[[ Data to use open ]]

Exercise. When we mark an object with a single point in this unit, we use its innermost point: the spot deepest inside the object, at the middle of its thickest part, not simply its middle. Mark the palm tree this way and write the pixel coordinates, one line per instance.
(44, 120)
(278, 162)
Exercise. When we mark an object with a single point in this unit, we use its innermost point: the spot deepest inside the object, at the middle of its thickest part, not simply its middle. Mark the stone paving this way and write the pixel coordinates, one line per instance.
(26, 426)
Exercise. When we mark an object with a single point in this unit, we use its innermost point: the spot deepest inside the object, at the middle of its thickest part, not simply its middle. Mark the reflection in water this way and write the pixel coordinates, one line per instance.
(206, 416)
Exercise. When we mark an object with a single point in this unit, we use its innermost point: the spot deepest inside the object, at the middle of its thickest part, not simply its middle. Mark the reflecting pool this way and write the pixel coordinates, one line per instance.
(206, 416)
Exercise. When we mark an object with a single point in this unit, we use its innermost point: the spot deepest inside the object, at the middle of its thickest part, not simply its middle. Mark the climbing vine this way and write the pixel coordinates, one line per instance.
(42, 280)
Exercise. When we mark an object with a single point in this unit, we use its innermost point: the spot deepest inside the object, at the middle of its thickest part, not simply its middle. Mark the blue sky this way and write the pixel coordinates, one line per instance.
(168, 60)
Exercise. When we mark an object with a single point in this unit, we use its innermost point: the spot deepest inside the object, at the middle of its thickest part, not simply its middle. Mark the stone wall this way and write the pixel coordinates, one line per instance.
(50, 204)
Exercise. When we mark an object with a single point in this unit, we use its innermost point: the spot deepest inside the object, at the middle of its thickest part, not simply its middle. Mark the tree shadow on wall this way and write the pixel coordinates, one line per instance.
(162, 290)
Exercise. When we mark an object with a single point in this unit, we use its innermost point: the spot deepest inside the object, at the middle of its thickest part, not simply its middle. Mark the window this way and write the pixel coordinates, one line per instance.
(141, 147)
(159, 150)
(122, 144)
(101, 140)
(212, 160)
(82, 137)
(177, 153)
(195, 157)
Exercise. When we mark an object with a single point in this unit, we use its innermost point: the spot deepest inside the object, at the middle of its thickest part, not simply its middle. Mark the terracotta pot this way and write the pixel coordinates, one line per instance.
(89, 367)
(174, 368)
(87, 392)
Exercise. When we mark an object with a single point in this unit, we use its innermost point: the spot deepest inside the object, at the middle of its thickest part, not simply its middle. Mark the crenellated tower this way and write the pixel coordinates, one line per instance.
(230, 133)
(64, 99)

[[ Data to use closed ]]

Go through the entries and repeat each one exactly.

◆ Answer section ◆
Exercise. When we mark an object with a single point in this unit, we use its innermost point: the spot deepest inside the object, at the middle of its thickest part, not simply its middle. Mark the palm tree this way and write the pixel coordinates, one line per instance.
(44, 120)
(278, 162)
Exercise. When we mark an object with a single point in this unit, we use its innermost point: the spot deepest inside the object, at the middle of its thickest part, not simply its middle. Mark the stone paving this way and write the pixel coordinates, one line per instance.
(26, 426)
Exercise. When we mark an object with a single point in this unit, we use its innermost point: the spot deepest inside the object, at the middle of its thickest part, not simply its middle. Mark the reflection in water this way and write the pixel coordinates, one line per instance.
(206, 416)
Exercise. When we mark an object with a single point in this unit, we use its innermost point: the spot deepest inside the object, at the middle of its thickest part, not simply its middle. Mark the reflecting pool this way and write the pixel coordinates, one line per instance.
(206, 416)
Exercise. When we mark an object with a single point in this unit, we use its innermost point: the spot deepest inside the object, at the middle of its thickest part, not simply its middle. Mark the climbing vine this way and write the pixel coordinates, one line per instance.
(42, 280)
Exercise. When we mark an object with a single point in this unit, we use its innermost point: the spot deepest inside the object, at the middle of its thickest part, not simply its middle. Mark the blue sky this way and write the pixel coordinates, one line per instance.
(168, 60)
Exercise. When we mark an object with a single point in this unit, we use its innermost point: the spot deepest inside the object, at the middle of its thickest part, not simply its middle. Mark the stone wall this way and write the pixel coordinates, one line per instance.
(50, 204)
Exercise. When we mark an object with a single point in this unit, we use its innermost point: the spot deepest inside the object, at the middle of its thickest part, not simply its middle. Mark the tree shadow on wall this way and write the pixel coordinates, one line per instance.
(162, 290)
Exercise. When we mark an object with a single point in this unit, we use its innermost point: the spot deepest inside the object, at the middle of its thickest part, not simply its middle. Mark the window this way and write the pixel coordinates, one line per instance.
(141, 147)
(159, 150)
(122, 144)
(101, 140)
(212, 160)
(82, 137)
(177, 153)
(195, 157)
Exercise. When we mark an object with a single point in this unit, we use its innermost point: the spot deepest inside the object, at the middle of its thickest part, not simply its middle. Mark the terracotta pot this way and write the pixel coordinates, one line per instance.
(89, 367)
(174, 368)
(87, 392)
Exercise. When we mark an object with a single point in this unit, we use its innermost point: the spot deepest inside the object, at the middle of its thickest part, not simply its middle. Mark the crenellated tower this way and write the pixel coordinates, one line per instance.
(230, 133)
(64, 99)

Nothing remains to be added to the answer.